[Rows]
§ §

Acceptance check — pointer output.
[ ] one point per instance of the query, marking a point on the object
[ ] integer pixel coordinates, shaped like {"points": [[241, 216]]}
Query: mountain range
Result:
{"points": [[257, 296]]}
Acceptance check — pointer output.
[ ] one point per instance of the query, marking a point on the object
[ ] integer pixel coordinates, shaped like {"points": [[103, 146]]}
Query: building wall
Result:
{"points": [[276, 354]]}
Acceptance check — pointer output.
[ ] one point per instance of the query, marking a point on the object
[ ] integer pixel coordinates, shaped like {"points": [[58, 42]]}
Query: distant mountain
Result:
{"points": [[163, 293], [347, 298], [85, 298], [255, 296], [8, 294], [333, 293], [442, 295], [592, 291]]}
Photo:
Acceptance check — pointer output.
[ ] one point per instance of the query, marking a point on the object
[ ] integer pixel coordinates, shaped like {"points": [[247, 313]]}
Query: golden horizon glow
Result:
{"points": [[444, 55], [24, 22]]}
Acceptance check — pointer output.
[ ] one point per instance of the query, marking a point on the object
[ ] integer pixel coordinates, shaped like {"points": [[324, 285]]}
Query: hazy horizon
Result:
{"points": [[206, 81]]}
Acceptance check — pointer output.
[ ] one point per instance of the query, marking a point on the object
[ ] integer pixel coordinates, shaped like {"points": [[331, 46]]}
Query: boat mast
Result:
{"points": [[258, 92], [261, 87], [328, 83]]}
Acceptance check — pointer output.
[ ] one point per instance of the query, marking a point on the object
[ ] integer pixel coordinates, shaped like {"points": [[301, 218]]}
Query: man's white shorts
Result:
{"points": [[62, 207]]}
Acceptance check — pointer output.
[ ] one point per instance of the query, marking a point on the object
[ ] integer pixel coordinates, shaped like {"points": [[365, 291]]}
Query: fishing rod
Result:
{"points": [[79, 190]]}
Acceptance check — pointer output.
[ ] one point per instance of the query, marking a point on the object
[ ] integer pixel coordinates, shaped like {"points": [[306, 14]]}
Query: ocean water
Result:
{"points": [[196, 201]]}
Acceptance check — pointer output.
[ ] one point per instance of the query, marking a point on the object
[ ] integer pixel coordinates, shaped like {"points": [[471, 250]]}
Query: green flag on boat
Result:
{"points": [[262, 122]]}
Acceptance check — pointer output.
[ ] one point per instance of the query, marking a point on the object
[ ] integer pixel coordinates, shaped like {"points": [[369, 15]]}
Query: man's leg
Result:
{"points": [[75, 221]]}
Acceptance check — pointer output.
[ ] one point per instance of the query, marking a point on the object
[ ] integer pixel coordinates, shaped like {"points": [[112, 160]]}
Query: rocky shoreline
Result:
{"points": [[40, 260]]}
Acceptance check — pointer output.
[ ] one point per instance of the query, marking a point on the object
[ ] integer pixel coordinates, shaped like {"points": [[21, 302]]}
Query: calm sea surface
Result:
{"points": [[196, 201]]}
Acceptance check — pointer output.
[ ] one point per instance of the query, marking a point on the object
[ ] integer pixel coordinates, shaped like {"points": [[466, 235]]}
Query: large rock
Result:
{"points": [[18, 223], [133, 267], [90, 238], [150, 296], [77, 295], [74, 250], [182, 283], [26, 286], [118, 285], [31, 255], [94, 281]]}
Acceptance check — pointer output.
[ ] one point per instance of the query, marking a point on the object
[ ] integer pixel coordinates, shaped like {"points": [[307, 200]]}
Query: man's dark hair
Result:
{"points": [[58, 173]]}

§ §

[Task details]
Send back each record exactly as it stands.

[Exercise answer]
Acceptance check — pointer output.
[ ] one point per instance of the query, marking a point on the object
[ ] integer pixel coordinates, shaped like {"points": [[241, 216]]}
Query: mountain range
Result:
{"points": [[257, 296]]}
Acceptance check — pointer output.
[ ] one point per instance of the query, marking a point on the object
[ ] integer pixel coordinates, shaped like {"points": [[103, 146]]}
Query: building wall
Result:
{"points": [[276, 354]]}
Acceptance check — pointer output.
[ ] one point per instance of the query, marking a point on the object
[ ] integer pixel coordinates, shaped like {"points": [[58, 42]]}
Query: distant mountain
Result:
{"points": [[163, 293], [347, 298], [85, 298], [255, 296], [8, 294], [333, 293], [442, 295], [592, 291]]}
Photo:
Acceptance check — pointer output.
[ ] one point per instance of the query, marking a point on the object
[ ] integer pixel coordinates, shaped like {"points": [[247, 313]]}
Query: golden horizon glow
Result:
{"points": [[444, 55], [24, 22]]}
Acceptance check — pointer output.
[ ] one point per instance of the query, marking a point on the object
[ ] integer pixel coordinates, shaped like {"points": [[324, 285]]}
Query: hazy horizon
Result:
{"points": [[206, 81]]}
Acceptance check — pointer output.
[ ] one point per instance of the query, marking a point on the object
[ ] integer pixel coordinates, shaped like {"points": [[331, 46]]}
Query: boat mast
Result:
{"points": [[258, 92], [261, 87], [328, 83]]}
Acceptance check — pointer output.
[ ] one point per instance of the query, marking a point on the object
[ ] integer pixel coordinates, shaped like {"points": [[301, 218]]}
Query: man's white shorts
Result:
{"points": [[62, 207]]}
Acceptance check — pointer output.
[ ] one point per instance of the query, marking a point on the object
[ ] integer pixel coordinates, shaped like {"points": [[365, 291]]}
Query: fishing rod
Result:
{"points": [[79, 190]]}
Acceptance check — pointer output.
[ ] one point per instance of the query, marking a point on the object
[ ] integer pixel coordinates, shaped like {"points": [[306, 14]]}
Query: ocean water
Result:
{"points": [[196, 201]]}
Acceptance check — pointer output.
[ ] one point per instance of the query, marking a point on the object
[ ] integer pixel coordinates, shaped like {"points": [[471, 250]]}
Query: green flag on boat
Result:
{"points": [[262, 122]]}
Acceptance check — pointer output.
[ ] one point per instance of the query, marking a point on the object
[ ] integer pixel coordinates, shaped like {"points": [[369, 15]]}
Query: man's leg
Result:
{"points": [[75, 221]]}
Acceptance check — pointer output.
[ ] one point per instance of the query, marking a point on the object
[ ] integer pixel coordinates, shaped like {"points": [[112, 160]]}
Query: rocky shoreline
Result:
{"points": [[40, 260]]}
Acceptance check — pointer output.
[ ] one point per instance of the query, marking a point on the object
[ ] integer pixel coordinates, shaped like {"points": [[21, 302]]}
Query: calm sea surface
Result:
{"points": [[196, 201]]}
Acceptance check — pointer output.
[ ] one point per instance of the query, marking a point on the object
[ ] integer pixel coordinates, shaped like {"points": [[466, 235]]}
Query: large rock
Result:
{"points": [[18, 223], [133, 267], [90, 238], [150, 296], [77, 295], [74, 250], [182, 283], [26, 286], [118, 285], [31, 255], [94, 281]]}
Acceptance check — pointer output.
[ ] one point per instance of the query, marking a point on the object
[ ] integer pixel coordinates, shaped like {"points": [[307, 200]]}
Query: man's dark hair
Result:
{"points": [[58, 173]]}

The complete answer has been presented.